**WORK INSTRUCTIONS:** Each line of the data holding "clicks" should be found and copied.

**DATA TO PROCESS:**
<<<<
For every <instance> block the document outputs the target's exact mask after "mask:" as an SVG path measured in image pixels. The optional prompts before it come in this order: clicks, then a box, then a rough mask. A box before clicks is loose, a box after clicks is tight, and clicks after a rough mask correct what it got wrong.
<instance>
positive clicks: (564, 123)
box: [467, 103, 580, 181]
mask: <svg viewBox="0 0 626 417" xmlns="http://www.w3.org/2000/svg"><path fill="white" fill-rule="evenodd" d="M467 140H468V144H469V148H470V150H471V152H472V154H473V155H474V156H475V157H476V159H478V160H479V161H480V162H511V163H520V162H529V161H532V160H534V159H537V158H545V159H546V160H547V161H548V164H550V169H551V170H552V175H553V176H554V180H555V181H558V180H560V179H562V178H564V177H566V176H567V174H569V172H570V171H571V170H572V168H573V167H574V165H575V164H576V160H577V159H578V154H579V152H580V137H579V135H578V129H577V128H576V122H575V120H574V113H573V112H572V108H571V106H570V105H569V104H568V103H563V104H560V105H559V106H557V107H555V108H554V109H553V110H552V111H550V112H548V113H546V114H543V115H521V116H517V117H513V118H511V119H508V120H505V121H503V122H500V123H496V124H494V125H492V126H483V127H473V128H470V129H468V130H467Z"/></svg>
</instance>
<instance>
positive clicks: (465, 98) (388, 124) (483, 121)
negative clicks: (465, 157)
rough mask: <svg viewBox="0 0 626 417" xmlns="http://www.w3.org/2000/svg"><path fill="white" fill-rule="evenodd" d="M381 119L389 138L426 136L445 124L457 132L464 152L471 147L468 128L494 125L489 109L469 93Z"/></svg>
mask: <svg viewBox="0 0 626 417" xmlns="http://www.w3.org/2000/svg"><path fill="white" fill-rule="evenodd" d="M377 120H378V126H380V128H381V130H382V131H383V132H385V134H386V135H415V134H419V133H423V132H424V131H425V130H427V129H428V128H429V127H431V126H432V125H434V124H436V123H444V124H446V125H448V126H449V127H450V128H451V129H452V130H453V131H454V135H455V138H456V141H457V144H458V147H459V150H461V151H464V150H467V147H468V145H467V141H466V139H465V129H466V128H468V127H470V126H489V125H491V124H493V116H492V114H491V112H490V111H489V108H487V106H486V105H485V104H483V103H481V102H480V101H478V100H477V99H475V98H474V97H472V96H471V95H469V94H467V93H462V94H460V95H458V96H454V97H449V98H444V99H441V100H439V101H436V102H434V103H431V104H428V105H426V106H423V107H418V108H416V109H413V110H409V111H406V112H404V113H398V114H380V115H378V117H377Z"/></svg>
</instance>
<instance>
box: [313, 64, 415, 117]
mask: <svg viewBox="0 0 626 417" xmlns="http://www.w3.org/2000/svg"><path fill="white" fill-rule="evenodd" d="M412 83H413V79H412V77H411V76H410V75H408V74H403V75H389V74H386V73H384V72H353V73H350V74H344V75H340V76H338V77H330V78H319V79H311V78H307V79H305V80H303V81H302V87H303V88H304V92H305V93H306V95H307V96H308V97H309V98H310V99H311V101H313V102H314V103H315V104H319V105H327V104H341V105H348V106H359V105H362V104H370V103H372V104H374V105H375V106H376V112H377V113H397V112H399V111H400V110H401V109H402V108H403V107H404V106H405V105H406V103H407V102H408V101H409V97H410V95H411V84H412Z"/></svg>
>>>>
**EXERCISE RESULT:**
For every <instance> block the document outputs the target's exact mask after "mask:" as an SVG path measured in image pixels. The optional prompts before it come in this order: clicks, then a box, then a rough mask. A box before clicks is loose, a box after clicks is tight, and clicks after a rough mask correct what it got wrong.
positive clicks: (564, 123)
positive clicks: (465, 98) (388, 124) (483, 121)
negative clicks: (465, 157)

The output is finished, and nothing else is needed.